Selected text:

SFTP Source Connector for Confluent Cloud

The fully-managed SFTP Source connector for Confluent Cloud watches an SFTP directory for files and reads the data as new files get written to the directory. Each file is parsed based on one of the following property values used with the input.file.parser.format configuration, which are also selectable in the UI.

  • BINARY
  • CSV
  • JSON (the default)
  • SCHEMALESS_JSON

Once a file has been read, it is placed into a finished.path directory or an error.path directory.

Note

This is a Quick Start for the fully-managed cloud connector. If you are installing the connector locally for Confluent Platform, see SFTP Source Connector for Confluent Platform.

Features

The SFTP Source connector supports the following features:

  • At least once delivery: The connector guarantees that records are delivered at least once to the Kafka topic (if the file row parsed is valid).
  • Supports one task: The connector supports running one task per connector instance.
  • Supported output data formats: The connector supports Avro, JSON Schema (JSON-SR), Protobuf, JSON (schemaless), Bytes, and String output record value formats. Schema Registry must be enabled to use a Schema Registry-based format (for example, Avro, JSON Schema, or Protobuf).

For more information and examples to use with the Confluent Cloud API for Connect, see the Confluent Cloud API for Managed and Custom Connectors section.

Limitations

Be sure to review the following information.

Quick Start

Use this quick start to get up and running with the Confluent Cloud SFTP Source connector. The quick start provides the basics of selecting the connector and configuring it to get data from an SFTP host.

Prerequisites
  • Authorized access to a Confluent Cloud cluster on Amazon Web Services (AWS), Microsoft Azure (Azure), or Google Cloud.
  • The Confluent CLI installed and configured for the cluster. See Install the Confluent CLI.
  • Access to an SFTP host.
  • Schema Registry must be enabled to use a Schema Registry-based format (for example, Avro, JSON_SR (JSON Schema), or Protobuf).
  • At least one source Kafka topic must exist in your Confluent Cloud cluster before creating the source connector.

Using the Confluent Cloud Console

Step 1: Launch your Confluent Cloud cluster

See the Quick Start for Confluent Cloud for installation instructions.

Step 2: Add a connector

In the left navigation menu, click Connectors. If you already have connectors in your cluster, click + Add connector.

Step 3: Select your connector

Click the SFTP Source connector card.

Given information:

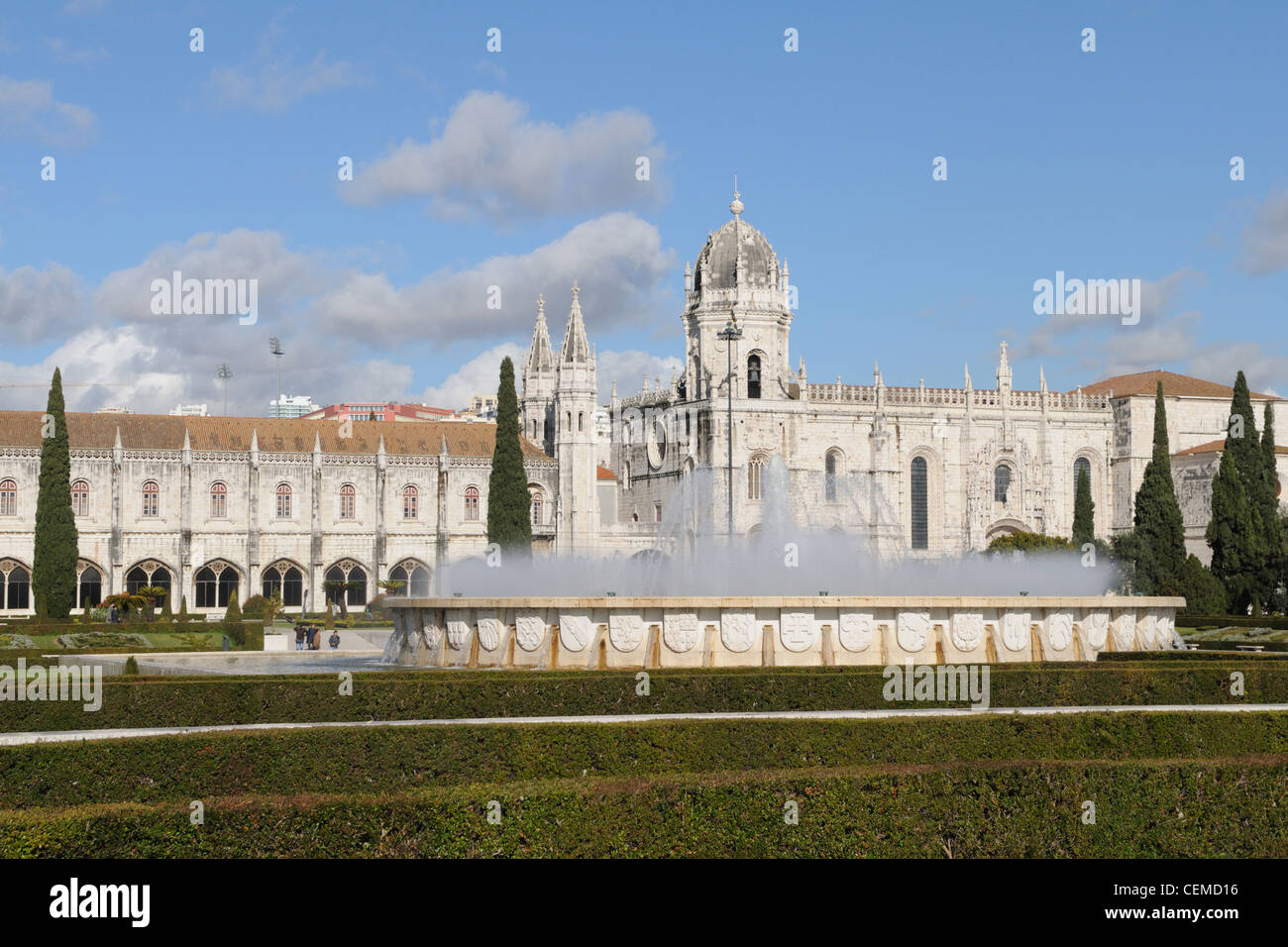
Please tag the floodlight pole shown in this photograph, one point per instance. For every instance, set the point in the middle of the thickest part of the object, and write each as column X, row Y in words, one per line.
column 729, row 334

Written instruction 1:
Answer these questions using the SFTP Source connector page:
(a) Which input.file.parser.format value is the default?
(b) How many tasks does the connector support per connector instance?
(c) What must already exist in the Confluent Cloud cluster before the source connector is created?
Written instruction 2:
Print the part of the SFTP Source connector page starting at "This is a Quick" and ending at "for Confluent Platform.".
Written instruction 3:
For each statement, say whether the SFTP Source connector page agrees with it, and quote the words that decide it:
(a) After a file is read, the connector deletes it from the SFTP host.
(b) The Confluent Cloud cluster may run on Google Cloud.
(c) The connector guarantees exactly once delivery to the Kafka topic.
The listing plays no part in this work.

Correct output 1:
(a) JSON
(b) One
(c) At least one source Kafka topic

Correct output 2:
This is a Quick Start for the fully-managed cloud connector. If you are installing the connector locally for Confluent Platform, see SFTP Source Connector for Confluent Platform.

Correct output 3:
(a) No: "Once a file has been read, it is placed into a finished.path directory or an error.path directory."
(b) Yes: "Authorized access to a Confluent Cloud cluster on Amazon Web Services (AWS), Microsoft Azure (Azure), or Google Cloud."
(c) No: "The connector guarantees that records are delivered at least once to the Kafka topic"